### Secção do documento
****

Fambantã, 27 / Maio / 65.
Um estranho roncar de
motores cortava a noite e aguçava os ouvidos, tão preocupados como os
olhos com os segredos da selva que nem sequer o vento bulia. Vinha da
fronteira e ouvia-se, por vezes, o meter das mudanças. Que seria, que
não seria? Muitos faziam conjecturas. Viaturas do Senegal?
A progressão continuava
cautelosamente.
De repente, pressentiu-se o
rodar de bicicletas. Tomaram-se posições convenientes. Os turras, por
vezes, quando fazem os seus deslocamentos, usam de todas as precauções,
pois sabem bem como elas mordem. Metem à frente homens desarmados,
mulheres e até crianças, que são a isca. Depois, mais atrás, vêm eles, a
uma distância que lhes convenha para a fuga, se o grupo explorador é
detectado.

****

### Entradas listadas
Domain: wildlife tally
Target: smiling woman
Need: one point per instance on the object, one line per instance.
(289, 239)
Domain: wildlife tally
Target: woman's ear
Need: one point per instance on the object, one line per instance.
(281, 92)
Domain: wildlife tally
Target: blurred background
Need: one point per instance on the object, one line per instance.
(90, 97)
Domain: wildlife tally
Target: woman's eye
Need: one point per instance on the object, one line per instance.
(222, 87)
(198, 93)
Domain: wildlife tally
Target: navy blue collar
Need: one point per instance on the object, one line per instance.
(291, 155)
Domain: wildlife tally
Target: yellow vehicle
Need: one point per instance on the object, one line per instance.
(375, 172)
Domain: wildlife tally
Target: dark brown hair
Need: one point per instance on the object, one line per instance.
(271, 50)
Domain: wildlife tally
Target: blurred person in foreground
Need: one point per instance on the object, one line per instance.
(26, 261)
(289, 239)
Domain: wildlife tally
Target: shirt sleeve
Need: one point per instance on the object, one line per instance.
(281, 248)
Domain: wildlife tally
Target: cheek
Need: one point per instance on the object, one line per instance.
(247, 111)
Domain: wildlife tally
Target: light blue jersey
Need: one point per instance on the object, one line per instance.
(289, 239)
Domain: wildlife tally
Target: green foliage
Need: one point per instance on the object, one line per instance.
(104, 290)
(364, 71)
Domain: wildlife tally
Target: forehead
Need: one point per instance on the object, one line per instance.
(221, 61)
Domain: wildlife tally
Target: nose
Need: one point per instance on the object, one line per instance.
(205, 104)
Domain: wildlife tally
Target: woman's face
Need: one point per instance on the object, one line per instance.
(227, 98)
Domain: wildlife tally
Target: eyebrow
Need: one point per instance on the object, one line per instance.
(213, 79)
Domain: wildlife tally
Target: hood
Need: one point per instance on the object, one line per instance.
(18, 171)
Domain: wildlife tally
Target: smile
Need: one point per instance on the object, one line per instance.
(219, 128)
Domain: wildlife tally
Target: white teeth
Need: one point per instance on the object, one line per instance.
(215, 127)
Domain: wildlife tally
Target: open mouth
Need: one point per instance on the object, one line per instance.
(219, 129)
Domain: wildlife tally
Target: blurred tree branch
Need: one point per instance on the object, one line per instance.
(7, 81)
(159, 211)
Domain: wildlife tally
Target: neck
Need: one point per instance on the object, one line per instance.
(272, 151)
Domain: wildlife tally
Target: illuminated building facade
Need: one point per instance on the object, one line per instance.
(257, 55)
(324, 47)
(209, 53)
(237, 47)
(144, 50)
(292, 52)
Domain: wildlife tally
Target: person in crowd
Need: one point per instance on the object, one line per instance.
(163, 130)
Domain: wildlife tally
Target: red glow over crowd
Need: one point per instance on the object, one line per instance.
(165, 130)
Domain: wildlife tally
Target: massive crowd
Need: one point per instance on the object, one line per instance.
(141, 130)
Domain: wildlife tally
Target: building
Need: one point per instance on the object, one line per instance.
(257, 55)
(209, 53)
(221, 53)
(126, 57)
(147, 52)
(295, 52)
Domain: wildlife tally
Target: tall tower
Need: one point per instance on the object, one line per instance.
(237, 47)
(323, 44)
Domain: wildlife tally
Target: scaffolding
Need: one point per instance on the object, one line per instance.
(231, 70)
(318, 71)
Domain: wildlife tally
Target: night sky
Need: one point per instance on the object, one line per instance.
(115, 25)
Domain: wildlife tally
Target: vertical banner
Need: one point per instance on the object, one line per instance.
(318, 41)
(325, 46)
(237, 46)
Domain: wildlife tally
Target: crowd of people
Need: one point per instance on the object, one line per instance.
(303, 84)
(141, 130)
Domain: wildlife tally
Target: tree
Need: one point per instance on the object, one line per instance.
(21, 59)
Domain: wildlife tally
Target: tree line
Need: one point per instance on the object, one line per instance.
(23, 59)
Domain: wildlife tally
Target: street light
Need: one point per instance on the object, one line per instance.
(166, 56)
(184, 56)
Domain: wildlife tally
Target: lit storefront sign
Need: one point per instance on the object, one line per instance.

****

### Tarefa a realizar
Retome o relato da patrulha noturna na selva a partir do ponto em que termina. A listagem não é necessária para este trabalho.

### Resposta à tarefa
Os homens das bicicletas
rodavam. Aproximaram-se o bastante para a morte. Um caiu de redondo como
uma pedra, bateu com a cabeça ensanguentada na terra da vereda, varado.
O outro, ferido, nem sequer tentou fugir. Seria inútil. Vinham da
fronteira, onde tinham ido reabastecer-se de arroz, óleo de palma e
outros géneros e dirigiam-se ao acampamento de Bricama. Traziam as
respectivas guias de marcha a fim de poderem transitar sem impedimento
algum pelas chamadas «zonas libertadas do PAIGC».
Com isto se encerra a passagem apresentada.